Document segment:
“How much it cost”

john_and_abby
John and Abigail Adams (From The History Chef website)

Barely two weeks after the end of our major political parties’ conventions of posturing and pontificating, and about a dozen weeks until the vote to pick our next president, it might be worth remembering that 239 years ago, thousands of regular folk – including my 4th-great-grandfather Dependence Sturtevant – were actively involved in a North American war to earn us the right to participate in this glorious mess.

I point this out because I feel that until the votes are counted, on or sometime after Nov. 8, and the electoral college has made its constitutional proclamation – and perhaps even after that – our navigation of modern democracy might better be described as a chaos of echoes, rather than a process. On a daily basis, some event or discovery erupts and someone believes it can only be seen as an utter catastrophe from which we will never recover.

And yet, we muddle on, casting our lines into the Internet and elsewhere, fishing for the latest transgression to fuel our outrage.

Prompt a:
Please return the point placement records below word for word.

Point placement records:
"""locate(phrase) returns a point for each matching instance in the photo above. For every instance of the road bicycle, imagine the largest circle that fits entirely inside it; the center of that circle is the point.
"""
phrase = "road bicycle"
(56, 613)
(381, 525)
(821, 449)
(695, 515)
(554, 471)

Prompt b:
Summarize the post about the coming presidential vote in two sentences.

Answer a:
"""locate(phrase) returns a point for each matching instance in the photo above. For every instance of the road bicycle, imagine the largest circle that fits entirely inside it; the center of that circle is the point.
"""
phrase = "road bicycle"
(56, 613)
(381, 525)
(821, 449)
(695, 515)
(554, 471)

Answer b:
Written about two weeks after the major parties' conventions and roughly a dozen weeks before the presidential vote, the post recalls that 239 years earlier thousands of ordinary people, including the writer's 4th-great-grandfather Dependence Sturtevant, fought in a North American war to earn the right to take part in democracy. It describes modern democracy as a chaos of echoes rather than a process, with each day's event seen by someone as an utter catastrophe, yet people muddle on, fishing online and elsewhere for the latest transgression to fuel their outrage.